**GIVEN EXERCISE**
Quote the whole listing word for word, please.

**EXERCISE MATERIAL**
════════

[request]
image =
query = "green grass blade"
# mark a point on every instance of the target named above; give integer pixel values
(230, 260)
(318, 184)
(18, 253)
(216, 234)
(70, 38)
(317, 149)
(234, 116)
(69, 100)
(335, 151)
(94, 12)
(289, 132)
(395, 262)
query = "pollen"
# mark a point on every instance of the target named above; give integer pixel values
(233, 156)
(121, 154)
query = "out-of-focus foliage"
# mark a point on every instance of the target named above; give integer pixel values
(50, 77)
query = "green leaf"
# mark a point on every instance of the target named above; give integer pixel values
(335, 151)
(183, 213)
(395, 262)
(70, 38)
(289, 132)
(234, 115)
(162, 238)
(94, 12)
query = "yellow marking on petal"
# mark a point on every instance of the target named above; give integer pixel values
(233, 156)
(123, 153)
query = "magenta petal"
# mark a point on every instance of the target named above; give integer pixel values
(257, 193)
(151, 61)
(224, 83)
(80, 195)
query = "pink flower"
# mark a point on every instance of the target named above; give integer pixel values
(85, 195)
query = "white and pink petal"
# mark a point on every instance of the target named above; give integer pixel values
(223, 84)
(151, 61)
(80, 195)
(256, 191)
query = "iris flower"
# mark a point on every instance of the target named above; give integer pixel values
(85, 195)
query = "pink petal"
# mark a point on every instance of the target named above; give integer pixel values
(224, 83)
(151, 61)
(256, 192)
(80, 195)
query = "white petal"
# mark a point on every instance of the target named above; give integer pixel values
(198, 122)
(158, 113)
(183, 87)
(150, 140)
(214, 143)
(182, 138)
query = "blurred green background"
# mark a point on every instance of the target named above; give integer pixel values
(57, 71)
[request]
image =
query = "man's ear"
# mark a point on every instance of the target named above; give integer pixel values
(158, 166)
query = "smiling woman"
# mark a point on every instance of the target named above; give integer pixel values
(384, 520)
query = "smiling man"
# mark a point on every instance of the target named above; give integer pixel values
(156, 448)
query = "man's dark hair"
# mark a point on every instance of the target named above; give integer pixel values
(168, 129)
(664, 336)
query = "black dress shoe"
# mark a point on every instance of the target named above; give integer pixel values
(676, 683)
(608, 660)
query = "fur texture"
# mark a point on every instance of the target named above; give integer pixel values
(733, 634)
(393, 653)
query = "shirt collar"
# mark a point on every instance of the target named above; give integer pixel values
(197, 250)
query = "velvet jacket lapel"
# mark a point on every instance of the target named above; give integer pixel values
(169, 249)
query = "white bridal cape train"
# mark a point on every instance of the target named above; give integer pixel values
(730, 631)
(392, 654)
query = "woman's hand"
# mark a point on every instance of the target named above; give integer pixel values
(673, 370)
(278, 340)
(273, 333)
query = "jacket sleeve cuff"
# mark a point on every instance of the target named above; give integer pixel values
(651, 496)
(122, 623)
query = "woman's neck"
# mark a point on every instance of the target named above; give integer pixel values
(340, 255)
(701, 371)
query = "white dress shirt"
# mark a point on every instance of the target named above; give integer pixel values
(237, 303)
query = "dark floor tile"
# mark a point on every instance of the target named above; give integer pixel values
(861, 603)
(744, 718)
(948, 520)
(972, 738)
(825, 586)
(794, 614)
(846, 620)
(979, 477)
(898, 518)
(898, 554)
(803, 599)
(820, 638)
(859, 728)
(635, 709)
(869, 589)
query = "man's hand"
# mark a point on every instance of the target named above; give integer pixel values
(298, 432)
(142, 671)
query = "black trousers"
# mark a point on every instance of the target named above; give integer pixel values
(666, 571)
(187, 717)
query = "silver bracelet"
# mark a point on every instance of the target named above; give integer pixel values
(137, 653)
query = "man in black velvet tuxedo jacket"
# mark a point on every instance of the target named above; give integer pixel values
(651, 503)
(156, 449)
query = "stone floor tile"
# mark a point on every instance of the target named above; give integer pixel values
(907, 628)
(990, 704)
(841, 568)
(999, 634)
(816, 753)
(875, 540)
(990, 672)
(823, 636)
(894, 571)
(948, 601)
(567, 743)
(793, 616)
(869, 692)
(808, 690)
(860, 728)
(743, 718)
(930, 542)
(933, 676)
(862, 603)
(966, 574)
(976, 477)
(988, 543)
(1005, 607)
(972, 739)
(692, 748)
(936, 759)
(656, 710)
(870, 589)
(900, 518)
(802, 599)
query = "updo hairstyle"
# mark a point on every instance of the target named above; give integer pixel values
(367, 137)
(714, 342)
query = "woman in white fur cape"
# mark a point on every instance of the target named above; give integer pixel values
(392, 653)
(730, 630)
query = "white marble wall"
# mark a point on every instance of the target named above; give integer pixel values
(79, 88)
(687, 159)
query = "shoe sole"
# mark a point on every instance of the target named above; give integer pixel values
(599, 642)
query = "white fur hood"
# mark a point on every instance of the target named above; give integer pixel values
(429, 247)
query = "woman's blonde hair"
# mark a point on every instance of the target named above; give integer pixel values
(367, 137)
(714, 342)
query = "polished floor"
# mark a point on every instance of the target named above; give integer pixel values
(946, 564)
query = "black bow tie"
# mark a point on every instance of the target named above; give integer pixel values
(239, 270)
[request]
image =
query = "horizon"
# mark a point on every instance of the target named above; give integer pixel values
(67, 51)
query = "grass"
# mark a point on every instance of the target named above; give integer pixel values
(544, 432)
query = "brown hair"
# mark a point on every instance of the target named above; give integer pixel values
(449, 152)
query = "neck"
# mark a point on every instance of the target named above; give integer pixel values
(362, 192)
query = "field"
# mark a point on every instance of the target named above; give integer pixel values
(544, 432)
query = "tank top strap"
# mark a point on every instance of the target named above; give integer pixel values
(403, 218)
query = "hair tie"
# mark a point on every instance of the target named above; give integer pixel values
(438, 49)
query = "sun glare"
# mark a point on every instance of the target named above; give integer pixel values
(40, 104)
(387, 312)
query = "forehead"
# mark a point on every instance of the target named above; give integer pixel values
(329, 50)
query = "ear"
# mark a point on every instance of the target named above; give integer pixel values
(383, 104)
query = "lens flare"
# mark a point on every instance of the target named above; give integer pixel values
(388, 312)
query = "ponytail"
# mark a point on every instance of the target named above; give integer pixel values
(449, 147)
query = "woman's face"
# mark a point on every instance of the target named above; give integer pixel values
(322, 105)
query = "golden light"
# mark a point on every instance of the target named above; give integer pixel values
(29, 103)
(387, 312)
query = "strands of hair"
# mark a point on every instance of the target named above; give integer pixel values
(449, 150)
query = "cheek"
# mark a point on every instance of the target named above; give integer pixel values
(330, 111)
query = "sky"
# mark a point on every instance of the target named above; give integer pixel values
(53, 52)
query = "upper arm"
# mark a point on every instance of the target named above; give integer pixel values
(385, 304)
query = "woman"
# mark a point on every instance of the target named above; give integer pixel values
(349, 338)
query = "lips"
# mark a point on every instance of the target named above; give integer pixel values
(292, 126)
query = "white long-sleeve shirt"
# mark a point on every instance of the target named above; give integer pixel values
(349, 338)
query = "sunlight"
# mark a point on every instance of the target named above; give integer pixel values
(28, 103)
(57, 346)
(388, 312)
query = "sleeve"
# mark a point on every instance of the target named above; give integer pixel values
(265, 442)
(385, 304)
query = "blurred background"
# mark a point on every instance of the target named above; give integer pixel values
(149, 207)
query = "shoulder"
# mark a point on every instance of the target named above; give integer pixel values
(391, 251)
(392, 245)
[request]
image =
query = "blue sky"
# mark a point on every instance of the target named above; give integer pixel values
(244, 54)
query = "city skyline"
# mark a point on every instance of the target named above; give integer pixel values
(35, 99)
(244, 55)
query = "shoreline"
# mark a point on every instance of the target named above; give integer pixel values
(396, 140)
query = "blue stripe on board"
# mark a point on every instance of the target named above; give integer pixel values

════════

**RESPONSE FOR THIS EXERCISE**
[request]
image =
query = "green grass blade"
# mark a point on every instance of the target named above; give integer pixel values
(230, 260)
(318, 184)
(18, 253)
(216, 234)
(70, 38)
(317, 149)
(234, 116)
(69, 100)
(335, 151)
(94, 12)
(289, 132)
(395, 262)
query = "pollen"
# mark a point on every instance of the target named above; give integer pixel values
(233, 156)
(121, 154)
query = "out-of-focus foliage"
# mark a point on every instance of the target named above; give integer pixel values
(50, 77)
query = "green leaf"
# mark a point on every instance of the target named above; give integer pixel values
(335, 151)
(183, 213)
(395, 262)
(70, 38)
(289, 132)
(234, 115)
(162, 238)
(94, 12)
query = "yellow marking on petal"
# mark a point on every instance of the target named above; give integer pixel values
(233, 156)
(123, 153)
query = "magenta petal"
# mark a point on every instance of the target named above; give integer pixel values
(257, 193)
(151, 61)
(224, 83)
(80, 195)
query = "pink flower"
# mark a point on every instance of the target named above; give integer pixel values
(85, 195)
query = "white and pink petal"
# mark a point on every instance of the target named above; give integer pixel values
(223, 84)
(151, 61)
(80, 195)
(256, 191)
query = "iris flower"
# mark a point on every instance of the target named above; give integer pixel values
(85, 195)
query = "pink petal"
# mark a point on every instance of the target named above; give integer pixel values
(224, 83)
(151, 61)
(256, 192)
(80, 195)
query = "white petal"
# mark a point on every instance of the target named above; give integer pixel values
(198, 122)
(158, 113)
(183, 87)
(150, 140)
(214, 143)
(182, 138)
query = "blurred green background"
# mark a point on every instance of the target named above; give integer pixel values
(57, 71)
[request]
image =
query = "man's ear"
# mark a point on every instance of the target named above; give integer pixel values
(158, 166)
query = "smiling woman"
# mark a point on every instance of the target named above; give integer pixel values
(384, 520)
query = "smiling man"
# mark a point on every instance of the target named above; give integer pixel values
(156, 448)
query = "man's dark hair"
# mark a point on every instance of the target named above; give integer pixel values
(168, 129)
(664, 336)
query = "black dress shoe"
# mark a point on every instance of the target named above; give integer pixel values
(676, 683)
(608, 660)
query = "fur texture"
# mark a point on every instance of the target named above; give integer pixel values
(733, 634)
(393, 653)
query = "shirt collar"
# mark a point on every instance of the target named above; give integer pixel values
(197, 250)
query = "velvet jacket lapel"
# mark a point on every instance of the target named above; give integer pixel values
(169, 249)
query = "white bridal cape train"
# mark a point on every instance of the target named above; give integer pixel values
(730, 631)
(392, 654)
query = "woman's hand"
# mark a point on every instance of the target named above; give integer pixel values
(673, 370)
(278, 340)
(273, 333)
query = "jacket sleeve cuff"
# mark a point on every instance of the target named above; give integer pixel values
(651, 496)
(122, 623)
query = "woman's neck"
# mark a point on every instance of the target named above; give integer pixel values
(340, 255)
(701, 371)
query = "white dress shirt"
# mark a point on every instance of the target named above; give integer pixel values
(237, 303)
query = "dark floor tile"
# mark a point on every instance of the target named above; give integer pixel values
(861, 603)
(744, 718)
(948, 520)
(972, 738)
(825, 586)
(794, 614)
(846, 620)
(979, 477)
(898, 518)
(898, 554)
(803, 599)
(820, 638)
(859, 728)
(635, 709)
(869, 589)
query = "man's hand"
# mark a point on every instance of the target named above; give integer pixel values
(298, 432)
(142, 671)
query = "black trousers"
# mark a point on every instance of the target named above; give integer pixel values
(666, 571)
(187, 717)
query = "silver bracelet"
# mark a point on every instance of the target named above; give integer pixel values
(137, 653)
query = "man in black velvet tuxedo jacket"
# mark a point on every instance of the target named above; give integer pixel values
(651, 503)
(156, 449)
query = "stone floor tile"
# mark a point on every instance of the target named above; give integer pixel values
(907, 628)
(990, 704)
(841, 568)
(999, 634)
(816, 753)
(875, 540)
(990, 672)
(823, 636)
(894, 571)
(948, 601)
(567, 743)
(793, 616)
(869, 692)
(808, 690)
(860, 728)
(743, 718)
(930, 542)
(933, 676)
(862, 603)
(966, 574)
(976, 477)
(988, 543)
(1005, 607)
(972, 739)
(692, 748)
(936, 759)
(656, 710)
(870, 589)
(900, 518)
(802, 599)
query = "updo hairstyle"
# mark a point on every instance of the target named above; give integer pixel values
(367, 137)
(714, 342)
query = "woman in white fur cape"
# mark a point on every instance of the target named above; give integer pixel values
(392, 653)
(730, 630)
query = "white marble wall"
# mark a point on every instance of the target named above; give integer pixel values
(79, 88)
(687, 159)
query = "shoe sole"
# mark a point on every instance of the target named above; give integer pixel values
(599, 642)
query = "white fur hood"
# mark a point on every instance of the target named above; give integer pixel values
(429, 247)
query = "woman's blonde hair"
# mark a point on every instance of the target named above; give integer pixel values
(367, 137)
(714, 342)
query = "polished floor"
# mark a point on every instance of the target named above; give integer pixel values
(946, 564)
query = "black bow tie"
# mark a point on every instance of the target named above; give integer pixel values
(239, 270)
[request]
image =
query = "horizon"
# mark a point on every instance of the target named above; give integer pixel values
(67, 51)
query = "grass"
# mark a point on every instance of the target named above; give integer pixel values
(544, 432)
query = "brown hair"
# mark a point on every instance of the target named above; give integer pixel values
(449, 152)
query = "neck"
# mark a point on every instance of the target named above; give integer pixel values
(362, 192)
query = "field"
# mark a point on every instance of the target named above; give integer pixel values
(544, 432)
query = "tank top strap"
# mark a point on every instance of the target named above; give integer pixel values
(403, 218)
query = "hair tie"
# mark a point on every instance of the target named above; give integer pixel values
(438, 49)
query = "sun glare"
# mark a point on every instance of the target named above; give integer pixel values
(40, 104)
(387, 312)
query = "forehead"
# mark a point on every instance of the target named above; give integer pixel values
(329, 50)
query = "ear"
# mark a point on every instance of the target named above; give integer pixel values
(383, 104)
query = "lens flare"
# mark a point on every instance of the target named above; give integer pixel values
(388, 312)
query = "ponytail"
# mark a point on every instance of the target named above; give integer pixel values
(449, 147)
query = "woman's face"
# mark a point on every instance of the target named above; give integer pixel values
(322, 105)
query = "golden light"
# mark a point on every instance of the target named above; give integer pixel values
(29, 103)
(387, 312)
query = "strands of hair"
# mark a point on every instance of the target named above; give integer pixel values
(449, 150)
query = "cheek"
# mark a point on every instance of the target named above; give integer pixel values
(330, 111)
query = "sky"
# mark a point on every instance of the target named above; give integer pixel values
(53, 52)
query = "upper arm"
# mark a point on every instance of the target named above; give integer pixel values
(385, 304)
query = "woman"
# mark a point on every instance of the target named above; give integer pixel values
(349, 338)
query = "lips"
# mark a point on every instance of the target named above; give integer pixel values
(292, 126)
query = "white long-sleeve shirt"
# mark a point on every instance of the target named above; give integer pixel values
(349, 338)
query = "sunlight"
# mark a point on every instance of the target named above; give integer pixel values
(28, 103)
(57, 346)
(388, 312)
query = "sleeve"
# mark a point on every instance of the target named above; give integer pixel values
(265, 442)
(385, 304)
query = "blurred background"
# mark a point on every instance of the target named above; give integer pixel values
(149, 207)
query = "shoulder"
# mark a point on every instance of the target named above; give integer pixel values
(391, 251)
(392, 245)
[request]
image =
query = "blue sky"
# mark a point on every instance of the target named above; give integer pixel values
(244, 54)
query = "city skyline"
# mark a point on every instance of the target named above; give integer pixel values
(35, 99)
(244, 55)
query = "shoreline"
# mark a point on every instance of the target named above; give integer pixel values
(396, 140)
query = "blue stripe on board"
# mark a point on every instance of the target named above; give integer pixel values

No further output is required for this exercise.